Stated exercise »
Change "folk costume" to "traditional dress" in the lines starting at the one with "Locate the folk" and ending after the one with "pixel 348 149". Return only those lines, with nothing else altered.

>> begin Data provided

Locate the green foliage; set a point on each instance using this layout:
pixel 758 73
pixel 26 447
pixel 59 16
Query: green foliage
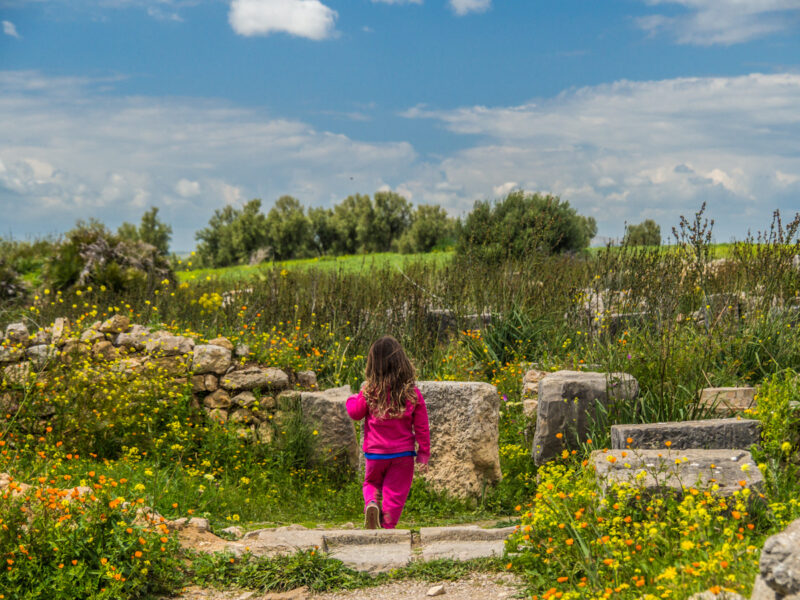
pixel 523 224
pixel 646 233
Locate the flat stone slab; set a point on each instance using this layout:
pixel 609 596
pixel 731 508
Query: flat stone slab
pixel 676 470
pixel 710 434
pixel 729 400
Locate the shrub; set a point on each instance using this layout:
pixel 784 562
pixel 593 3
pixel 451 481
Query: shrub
pixel 522 224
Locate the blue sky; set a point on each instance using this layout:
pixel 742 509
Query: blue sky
pixel 629 109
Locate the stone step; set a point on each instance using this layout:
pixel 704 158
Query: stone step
pixel 709 434
pixel 660 470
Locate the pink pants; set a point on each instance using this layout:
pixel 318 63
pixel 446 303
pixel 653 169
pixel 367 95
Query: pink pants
pixel 391 478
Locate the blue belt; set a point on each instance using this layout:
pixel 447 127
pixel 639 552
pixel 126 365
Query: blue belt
pixel 373 456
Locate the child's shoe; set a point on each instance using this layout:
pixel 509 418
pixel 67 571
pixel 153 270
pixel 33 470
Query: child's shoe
pixel 372 516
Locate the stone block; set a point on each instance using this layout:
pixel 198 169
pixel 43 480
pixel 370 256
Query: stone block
pixel 464 419
pixel 208 358
pixel 729 400
pixel 569 402
pixel 675 470
pixel 326 413
pixel 709 434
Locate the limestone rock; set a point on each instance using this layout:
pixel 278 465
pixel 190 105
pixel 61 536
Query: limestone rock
pixel 660 470
pixel 211 359
pixel 708 434
pixel 223 342
pixel 463 420
pixel 219 399
pixel 326 413
pixel 135 339
pixel 41 355
pixel 780 563
pixel 116 324
pixel 252 378
pixel 307 379
pixel 18 374
pixel 729 400
pixel 169 345
pixel 568 403
pixel 17 333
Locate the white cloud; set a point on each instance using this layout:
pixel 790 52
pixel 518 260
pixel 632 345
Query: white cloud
pixel 726 22
pixel 68 152
pixel 10 29
pixel 622 150
pixel 302 18
pixel 462 7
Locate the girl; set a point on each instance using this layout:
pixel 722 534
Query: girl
pixel 395 418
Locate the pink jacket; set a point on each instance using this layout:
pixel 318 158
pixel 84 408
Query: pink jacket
pixel 389 436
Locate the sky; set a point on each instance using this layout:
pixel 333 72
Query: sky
pixel 628 109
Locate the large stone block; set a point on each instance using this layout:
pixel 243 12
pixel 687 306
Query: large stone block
pixel 568 404
pixel 210 359
pixel 729 400
pixel 709 434
pixel 336 434
pixel 779 576
pixel 463 419
pixel 675 470
pixel 252 378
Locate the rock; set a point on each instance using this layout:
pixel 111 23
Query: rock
pixel 17 333
pixel 135 339
pixel 11 353
pixel 245 399
pixel 252 378
pixel 211 359
pixel 709 434
pixel 60 331
pixel 169 345
pixel 728 400
pixel 90 336
pixel 223 342
pixel 219 399
pixel 780 565
pixel 211 383
pixel 464 420
pixel 660 470
pixel 116 324
pixel 326 413
pixel 307 379
pixel 530 382
pixel 41 355
pixel 18 374
pixel 568 403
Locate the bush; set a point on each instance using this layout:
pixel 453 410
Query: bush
pixel 522 224
pixel 91 255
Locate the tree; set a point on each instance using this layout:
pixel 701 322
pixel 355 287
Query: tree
pixel 430 227
pixel 646 233
pixel 233 235
pixel 151 231
pixel 289 229
pixel 523 223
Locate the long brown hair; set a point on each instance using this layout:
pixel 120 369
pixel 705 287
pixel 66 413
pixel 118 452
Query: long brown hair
pixel 389 388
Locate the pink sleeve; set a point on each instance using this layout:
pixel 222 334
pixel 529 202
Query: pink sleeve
pixel 422 430
pixel 356 406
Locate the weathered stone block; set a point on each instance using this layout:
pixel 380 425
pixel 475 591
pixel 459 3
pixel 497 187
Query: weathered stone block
pixel 709 434
pixel 676 470
pixel 569 402
pixel 729 400
pixel 252 378
pixel 211 359
pixel 463 420
pixel 336 434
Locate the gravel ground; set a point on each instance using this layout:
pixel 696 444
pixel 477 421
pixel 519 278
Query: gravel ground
pixel 479 586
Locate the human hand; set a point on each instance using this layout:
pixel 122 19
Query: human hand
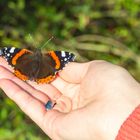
pixel 93 100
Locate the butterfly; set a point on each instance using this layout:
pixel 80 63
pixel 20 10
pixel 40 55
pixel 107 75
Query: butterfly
pixel 35 65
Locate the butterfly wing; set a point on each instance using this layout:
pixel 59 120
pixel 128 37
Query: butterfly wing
pixel 53 61
pixel 19 60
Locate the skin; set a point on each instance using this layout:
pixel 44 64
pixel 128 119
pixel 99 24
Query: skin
pixel 93 100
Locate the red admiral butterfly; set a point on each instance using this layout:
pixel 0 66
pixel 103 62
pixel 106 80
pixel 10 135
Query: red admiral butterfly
pixel 36 66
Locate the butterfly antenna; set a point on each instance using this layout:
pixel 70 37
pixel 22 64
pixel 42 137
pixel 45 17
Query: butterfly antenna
pixel 46 43
pixel 32 40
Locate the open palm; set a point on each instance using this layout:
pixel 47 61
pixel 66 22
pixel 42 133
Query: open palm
pixel 86 97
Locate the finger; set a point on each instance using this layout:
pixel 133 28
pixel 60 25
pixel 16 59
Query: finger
pixel 60 84
pixel 4 63
pixel 48 89
pixel 31 106
pixel 6 74
pixel 74 72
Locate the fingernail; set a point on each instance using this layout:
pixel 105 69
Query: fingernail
pixel 49 105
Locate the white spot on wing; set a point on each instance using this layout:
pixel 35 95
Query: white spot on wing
pixel 8 54
pixel 1 52
pixel 65 59
pixel 63 54
pixel 12 50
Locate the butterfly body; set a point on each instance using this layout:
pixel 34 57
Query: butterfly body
pixel 36 66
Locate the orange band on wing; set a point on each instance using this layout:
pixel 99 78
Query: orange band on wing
pixel 56 59
pixel 45 80
pixel 21 76
pixel 20 53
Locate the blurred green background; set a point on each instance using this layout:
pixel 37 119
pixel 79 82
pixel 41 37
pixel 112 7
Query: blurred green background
pixel 92 29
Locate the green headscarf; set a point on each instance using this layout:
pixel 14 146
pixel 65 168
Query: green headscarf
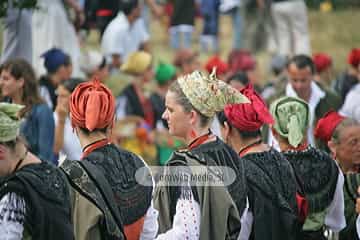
pixel 292 117
pixel 164 72
pixel 9 121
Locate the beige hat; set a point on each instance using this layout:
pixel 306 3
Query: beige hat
pixel 208 94
pixel 137 63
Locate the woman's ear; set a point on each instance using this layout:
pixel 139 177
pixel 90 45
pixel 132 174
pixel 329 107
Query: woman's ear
pixel 332 146
pixel 193 117
pixel 274 132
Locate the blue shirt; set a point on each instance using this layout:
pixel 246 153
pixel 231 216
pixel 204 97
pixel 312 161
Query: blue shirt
pixel 38 129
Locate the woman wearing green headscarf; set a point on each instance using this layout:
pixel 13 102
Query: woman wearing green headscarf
pixel 322 179
pixel 34 198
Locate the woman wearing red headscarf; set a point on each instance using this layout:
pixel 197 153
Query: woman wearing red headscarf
pixel 342 135
pixel 110 202
pixel 274 210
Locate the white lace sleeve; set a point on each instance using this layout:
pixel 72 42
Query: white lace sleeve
pixel 12 216
pixel 246 223
pixel 186 224
pixel 335 218
pixel 151 225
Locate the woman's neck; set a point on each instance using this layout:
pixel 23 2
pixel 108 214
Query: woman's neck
pixel 348 168
pixel 196 133
pixel 17 99
pixel 86 140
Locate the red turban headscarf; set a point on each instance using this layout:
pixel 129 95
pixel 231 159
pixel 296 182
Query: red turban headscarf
pixel 249 116
pixel 322 61
pixel 326 125
pixel 215 61
pixel 92 106
pixel 354 57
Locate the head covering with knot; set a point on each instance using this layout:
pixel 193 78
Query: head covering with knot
pixel 326 125
pixel 251 116
pixel 53 59
pixel 207 94
pixel 9 121
pixel 92 106
pixel 137 63
pixel 322 61
pixel 216 62
pixel 292 117
pixel 354 57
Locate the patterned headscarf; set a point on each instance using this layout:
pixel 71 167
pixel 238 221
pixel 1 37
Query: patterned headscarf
pixel 292 117
pixel 92 106
pixel 9 121
pixel 249 117
pixel 207 94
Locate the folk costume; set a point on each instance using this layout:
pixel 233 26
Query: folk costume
pixel 34 200
pixel 324 131
pixel 108 202
pixel 203 211
pixel 274 211
pixel 322 179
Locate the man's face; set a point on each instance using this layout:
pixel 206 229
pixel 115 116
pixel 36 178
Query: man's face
pixel 300 80
pixel 348 149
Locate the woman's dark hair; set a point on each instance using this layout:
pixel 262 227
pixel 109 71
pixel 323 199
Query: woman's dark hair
pixel 20 68
pixel 71 84
pixel 185 103
pixel 302 61
pixel 127 6
pixel 243 134
pixel 239 77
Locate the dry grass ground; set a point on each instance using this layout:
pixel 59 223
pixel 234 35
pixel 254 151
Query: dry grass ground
pixel 333 32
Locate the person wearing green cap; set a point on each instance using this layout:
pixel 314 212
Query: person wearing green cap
pixel 165 74
pixel 34 195
pixel 322 178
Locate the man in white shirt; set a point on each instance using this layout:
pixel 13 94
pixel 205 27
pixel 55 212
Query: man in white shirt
pixel 125 34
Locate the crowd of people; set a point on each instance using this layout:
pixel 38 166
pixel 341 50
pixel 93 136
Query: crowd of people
pixel 77 154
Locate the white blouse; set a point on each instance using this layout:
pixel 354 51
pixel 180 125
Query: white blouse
pixel 12 216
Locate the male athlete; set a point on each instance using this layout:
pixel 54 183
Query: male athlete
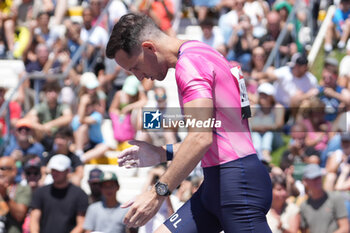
pixel 236 192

>> end Data provided

Full output »
Locate the traditional dress; set a point on each instance using this layout:
pixel 233 26
Query: traditional dress
pixel 34 200
pixel 324 131
pixel 108 202
pixel 203 211
pixel 274 211
pixel 322 179
Locate the man's face; set a point on each instance using this layout:
pixel 206 229
pixel 115 116
pixel 36 178
Query: man's face
pixel 300 80
pixel 348 149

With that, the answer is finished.